# SUPPLIED MATERIAL start

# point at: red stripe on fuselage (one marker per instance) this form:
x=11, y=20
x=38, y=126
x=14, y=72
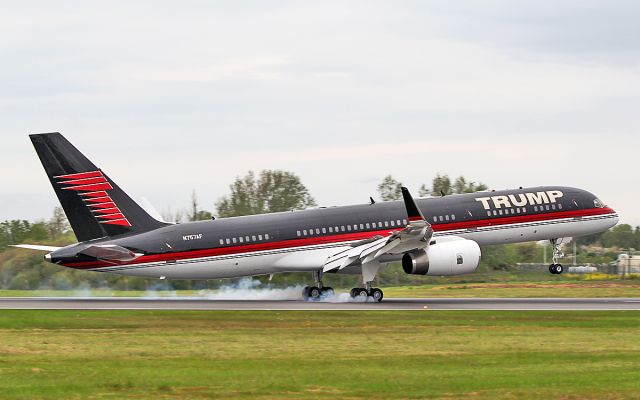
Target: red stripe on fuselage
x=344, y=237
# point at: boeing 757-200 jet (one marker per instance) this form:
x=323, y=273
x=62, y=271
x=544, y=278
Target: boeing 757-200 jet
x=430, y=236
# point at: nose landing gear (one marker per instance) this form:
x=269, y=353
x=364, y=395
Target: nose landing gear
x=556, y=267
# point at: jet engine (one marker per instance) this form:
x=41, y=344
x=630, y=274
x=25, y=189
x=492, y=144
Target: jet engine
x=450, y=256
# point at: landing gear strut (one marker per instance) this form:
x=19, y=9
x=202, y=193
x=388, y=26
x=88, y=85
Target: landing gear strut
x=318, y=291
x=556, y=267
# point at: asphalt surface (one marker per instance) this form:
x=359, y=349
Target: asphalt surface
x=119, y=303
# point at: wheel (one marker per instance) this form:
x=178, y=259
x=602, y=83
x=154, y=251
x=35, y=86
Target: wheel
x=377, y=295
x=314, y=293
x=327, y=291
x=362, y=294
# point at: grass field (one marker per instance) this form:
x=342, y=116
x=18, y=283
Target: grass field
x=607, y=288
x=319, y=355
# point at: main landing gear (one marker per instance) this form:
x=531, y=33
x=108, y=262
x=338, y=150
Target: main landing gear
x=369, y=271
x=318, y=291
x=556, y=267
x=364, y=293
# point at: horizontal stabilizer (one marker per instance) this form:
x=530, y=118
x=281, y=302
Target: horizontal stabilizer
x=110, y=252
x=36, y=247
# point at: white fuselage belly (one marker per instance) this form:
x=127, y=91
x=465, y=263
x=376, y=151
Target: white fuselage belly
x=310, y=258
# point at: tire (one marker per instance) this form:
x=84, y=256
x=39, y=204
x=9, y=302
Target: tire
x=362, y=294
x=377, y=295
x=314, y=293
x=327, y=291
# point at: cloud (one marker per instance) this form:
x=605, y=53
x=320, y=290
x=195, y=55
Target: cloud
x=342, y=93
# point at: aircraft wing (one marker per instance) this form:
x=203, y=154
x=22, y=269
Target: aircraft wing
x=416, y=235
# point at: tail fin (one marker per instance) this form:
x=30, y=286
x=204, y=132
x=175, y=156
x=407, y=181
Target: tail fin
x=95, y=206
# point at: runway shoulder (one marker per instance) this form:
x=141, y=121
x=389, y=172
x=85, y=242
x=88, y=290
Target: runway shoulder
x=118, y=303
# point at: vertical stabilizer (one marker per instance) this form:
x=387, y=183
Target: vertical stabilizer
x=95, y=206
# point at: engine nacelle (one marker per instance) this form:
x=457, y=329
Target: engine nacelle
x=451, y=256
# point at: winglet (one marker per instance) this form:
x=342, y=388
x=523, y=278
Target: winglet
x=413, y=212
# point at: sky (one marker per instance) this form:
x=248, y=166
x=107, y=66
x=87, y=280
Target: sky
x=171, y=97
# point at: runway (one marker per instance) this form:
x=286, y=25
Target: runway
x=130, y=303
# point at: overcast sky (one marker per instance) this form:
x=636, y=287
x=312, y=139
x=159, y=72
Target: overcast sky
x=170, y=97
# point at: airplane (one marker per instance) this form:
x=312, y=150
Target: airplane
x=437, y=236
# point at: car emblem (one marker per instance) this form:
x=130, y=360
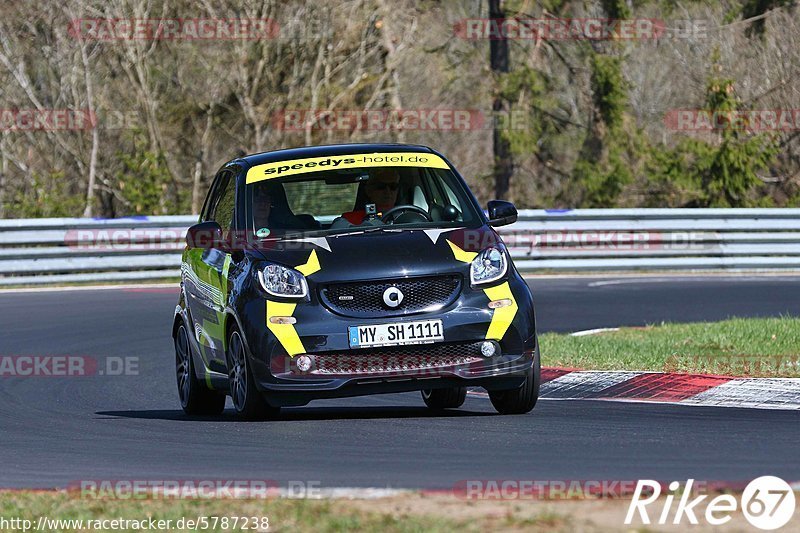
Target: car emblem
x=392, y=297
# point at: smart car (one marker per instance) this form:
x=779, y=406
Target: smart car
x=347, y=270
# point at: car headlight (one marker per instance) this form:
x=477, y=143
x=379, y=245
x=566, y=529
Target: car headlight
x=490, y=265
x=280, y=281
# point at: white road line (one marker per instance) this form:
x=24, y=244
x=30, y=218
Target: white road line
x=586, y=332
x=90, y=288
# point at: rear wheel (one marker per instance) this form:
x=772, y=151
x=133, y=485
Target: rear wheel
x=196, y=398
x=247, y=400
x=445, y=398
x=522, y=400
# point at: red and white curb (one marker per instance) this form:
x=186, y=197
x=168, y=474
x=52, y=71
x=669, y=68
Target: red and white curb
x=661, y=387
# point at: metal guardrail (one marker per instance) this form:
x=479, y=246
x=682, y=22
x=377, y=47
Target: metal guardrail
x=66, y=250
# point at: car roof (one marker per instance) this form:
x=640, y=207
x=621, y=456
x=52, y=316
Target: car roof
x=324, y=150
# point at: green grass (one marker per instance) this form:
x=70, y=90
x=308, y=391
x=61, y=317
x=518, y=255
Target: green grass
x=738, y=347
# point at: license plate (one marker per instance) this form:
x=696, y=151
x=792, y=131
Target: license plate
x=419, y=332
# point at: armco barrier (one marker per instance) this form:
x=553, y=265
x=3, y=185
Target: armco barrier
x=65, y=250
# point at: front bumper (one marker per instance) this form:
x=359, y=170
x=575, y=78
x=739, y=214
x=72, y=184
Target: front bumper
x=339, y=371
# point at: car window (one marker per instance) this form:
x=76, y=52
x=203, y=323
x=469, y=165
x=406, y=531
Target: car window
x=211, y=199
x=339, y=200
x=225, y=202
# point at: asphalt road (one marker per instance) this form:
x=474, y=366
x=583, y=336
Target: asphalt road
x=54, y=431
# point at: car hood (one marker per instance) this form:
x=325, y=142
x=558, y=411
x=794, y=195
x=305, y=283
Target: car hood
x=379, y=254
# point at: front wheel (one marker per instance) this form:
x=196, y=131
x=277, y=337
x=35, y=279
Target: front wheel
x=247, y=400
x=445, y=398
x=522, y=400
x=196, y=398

# SUPPLIED MATERIAL end
# SUPPLIED MATERIAL start

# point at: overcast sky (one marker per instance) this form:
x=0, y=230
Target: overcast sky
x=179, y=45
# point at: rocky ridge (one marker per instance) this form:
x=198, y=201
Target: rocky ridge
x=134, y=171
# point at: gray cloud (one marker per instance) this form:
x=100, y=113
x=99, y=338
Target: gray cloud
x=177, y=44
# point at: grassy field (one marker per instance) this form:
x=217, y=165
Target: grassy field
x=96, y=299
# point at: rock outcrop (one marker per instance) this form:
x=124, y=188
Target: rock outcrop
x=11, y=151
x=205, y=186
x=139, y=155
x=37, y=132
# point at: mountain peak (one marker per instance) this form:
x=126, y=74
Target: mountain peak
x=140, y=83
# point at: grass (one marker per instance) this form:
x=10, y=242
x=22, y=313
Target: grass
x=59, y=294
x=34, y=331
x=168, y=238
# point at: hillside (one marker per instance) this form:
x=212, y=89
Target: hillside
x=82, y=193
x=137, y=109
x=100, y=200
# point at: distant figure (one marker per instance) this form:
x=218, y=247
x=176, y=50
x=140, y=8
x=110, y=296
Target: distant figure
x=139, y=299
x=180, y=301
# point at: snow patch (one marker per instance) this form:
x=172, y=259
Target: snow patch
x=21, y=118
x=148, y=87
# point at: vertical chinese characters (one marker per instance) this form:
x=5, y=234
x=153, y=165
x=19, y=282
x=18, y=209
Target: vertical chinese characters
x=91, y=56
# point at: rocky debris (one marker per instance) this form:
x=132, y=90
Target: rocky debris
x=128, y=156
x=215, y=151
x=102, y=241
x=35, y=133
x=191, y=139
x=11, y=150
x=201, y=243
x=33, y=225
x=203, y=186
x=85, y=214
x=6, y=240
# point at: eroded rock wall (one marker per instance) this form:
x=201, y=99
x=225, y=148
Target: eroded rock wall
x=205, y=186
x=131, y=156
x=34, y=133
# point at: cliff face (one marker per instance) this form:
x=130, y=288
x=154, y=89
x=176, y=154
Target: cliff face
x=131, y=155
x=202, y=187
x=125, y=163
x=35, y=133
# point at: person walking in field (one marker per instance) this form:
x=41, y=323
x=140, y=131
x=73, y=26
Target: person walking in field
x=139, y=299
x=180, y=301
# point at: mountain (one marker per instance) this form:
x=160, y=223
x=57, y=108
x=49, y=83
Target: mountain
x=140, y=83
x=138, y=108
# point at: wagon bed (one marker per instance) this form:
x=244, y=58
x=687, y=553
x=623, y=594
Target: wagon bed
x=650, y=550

# SUPPLIED MATERIAL end
# SUPPLIED MATERIAL start

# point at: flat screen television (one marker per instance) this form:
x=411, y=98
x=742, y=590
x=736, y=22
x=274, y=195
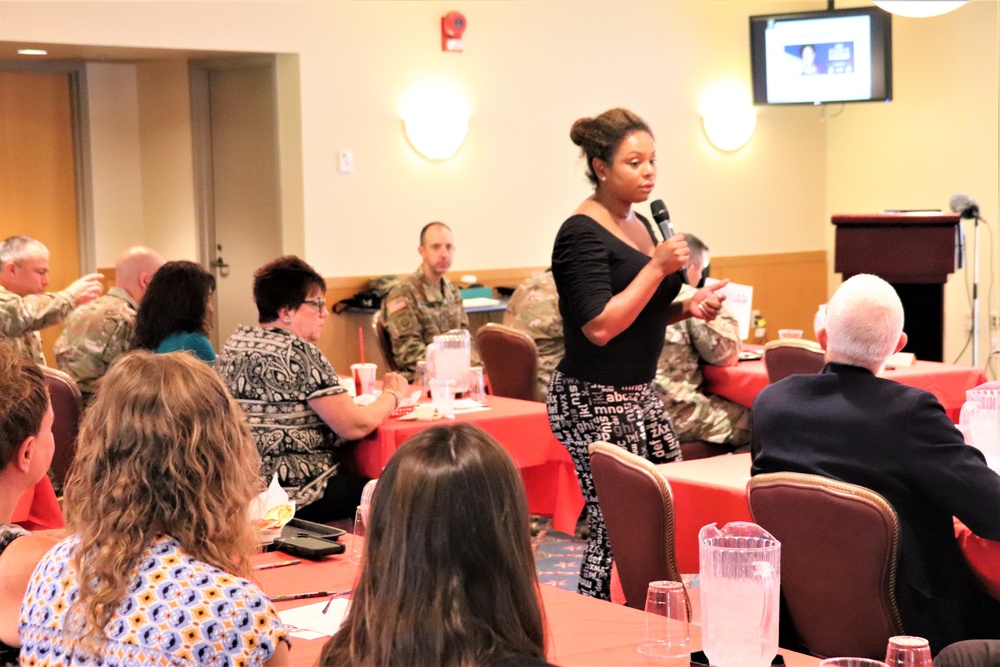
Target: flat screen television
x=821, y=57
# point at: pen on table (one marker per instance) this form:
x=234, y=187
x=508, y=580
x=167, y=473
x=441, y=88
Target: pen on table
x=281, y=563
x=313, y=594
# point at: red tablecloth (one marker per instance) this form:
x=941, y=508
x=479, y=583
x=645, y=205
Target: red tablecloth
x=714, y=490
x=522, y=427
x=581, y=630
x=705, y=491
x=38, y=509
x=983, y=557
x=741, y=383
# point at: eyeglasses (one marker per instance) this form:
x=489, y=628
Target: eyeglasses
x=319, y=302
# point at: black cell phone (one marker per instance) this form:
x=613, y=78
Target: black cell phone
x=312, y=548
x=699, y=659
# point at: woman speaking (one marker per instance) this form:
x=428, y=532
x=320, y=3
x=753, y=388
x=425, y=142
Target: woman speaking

# SUPPLIED MATERIAL end

*STATED GOAL*:
Copy the lines of the listing above exactly, starting at the line that contains "# point at: tire" and ending at the line that contains "x=130, y=303", with both of those lines included.

*COMPLETE OUTPUT*:
# point at: tire (one marker per instance) this form:
x=84, y=256
x=39, y=204
x=9, y=302
Target: tire
x=362, y=294
x=377, y=295
x=314, y=293
x=327, y=291
# point at: cloud (one marker per instance) this form:
x=605, y=53
x=320, y=290
x=195, y=55
Target: cloud
x=342, y=93
# point at: aircraft wing (one marker per instance) this form:
x=203, y=154
x=22, y=269
Target: aircraft wing
x=416, y=235
# point at: tail fin (one marker per instance) this form:
x=30, y=286
x=204, y=132
x=175, y=156
x=407, y=181
Target: tail fin
x=95, y=206
# point at: runway shoulder (one marker per instance) this form:
x=141, y=121
x=389, y=172
x=85, y=242
x=88, y=290
Target: runway shoulder
x=118, y=303
# point at: vertical stabilizer (one marker per instance) this form:
x=387, y=183
Target: vertical stabilizer
x=95, y=206
# point at: engine nacelle (one marker per instance) this form:
x=457, y=329
Target: engine nacelle
x=451, y=256
# point at: winglet (one marker per instance) this form:
x=342, y=388
x=523, y=278
Target: winglet
x=413, y=212
# point at: sky (one marker per instance) this form:
x=248, y=166
x=107, y=66
x=87, y=280
Target: sky
x=171, y=97
# point at: runway (one marker per instance) this form:
x=286, y=25
Target: runway
x=130, y=303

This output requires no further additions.